## Instruction
Rewrite the lines below, replacing every "Reviewer note" with "Annotator note" and leaving everything else unchanged. Omit the pictures from your answer.

## Material shown
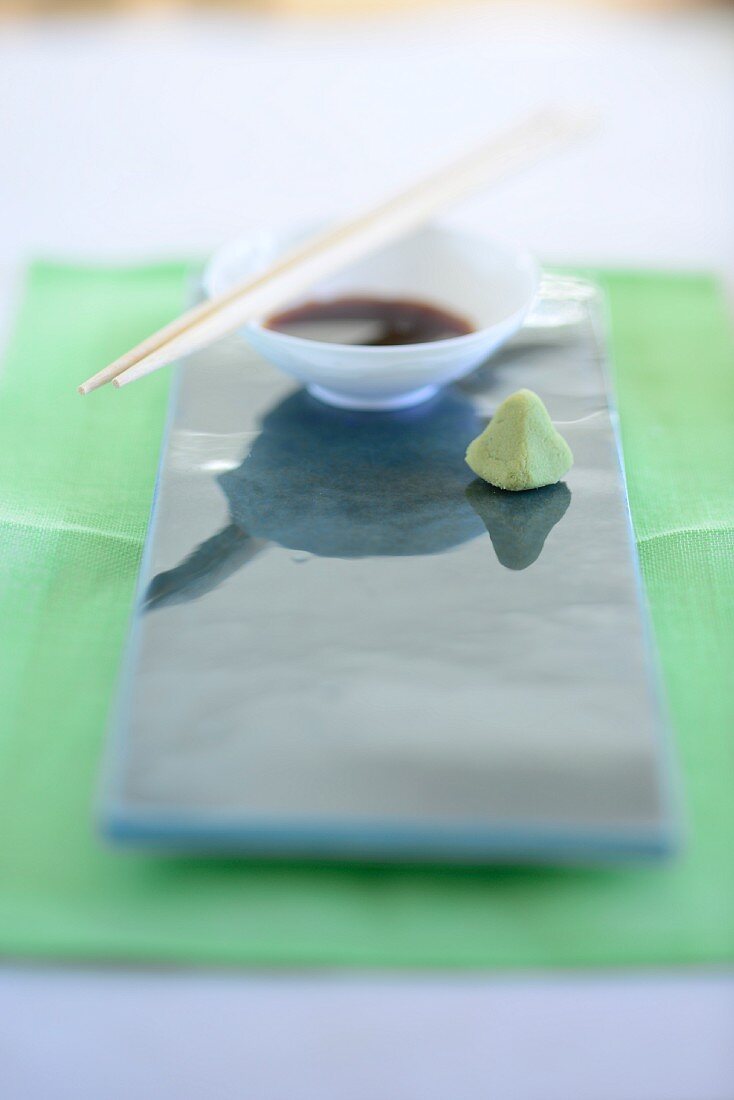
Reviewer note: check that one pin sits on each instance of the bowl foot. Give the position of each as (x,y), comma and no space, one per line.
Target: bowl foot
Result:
(349,402)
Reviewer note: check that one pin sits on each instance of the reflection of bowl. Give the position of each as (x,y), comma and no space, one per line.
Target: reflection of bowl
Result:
(491,284)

## Solution to this exercise
Annotator note: check that one pin sits on each instance of the bowl foot. Give the position of each as (x,y), comma and no space, one per line.
Target: bowl foot
Result:
(349,402)
Annotator note: check that one pin sits on each instance of the reflection of bowl. Give the position of each as (x,y), comma and no space, one per line.
Target: reflection of bowl
Result:
(491,284)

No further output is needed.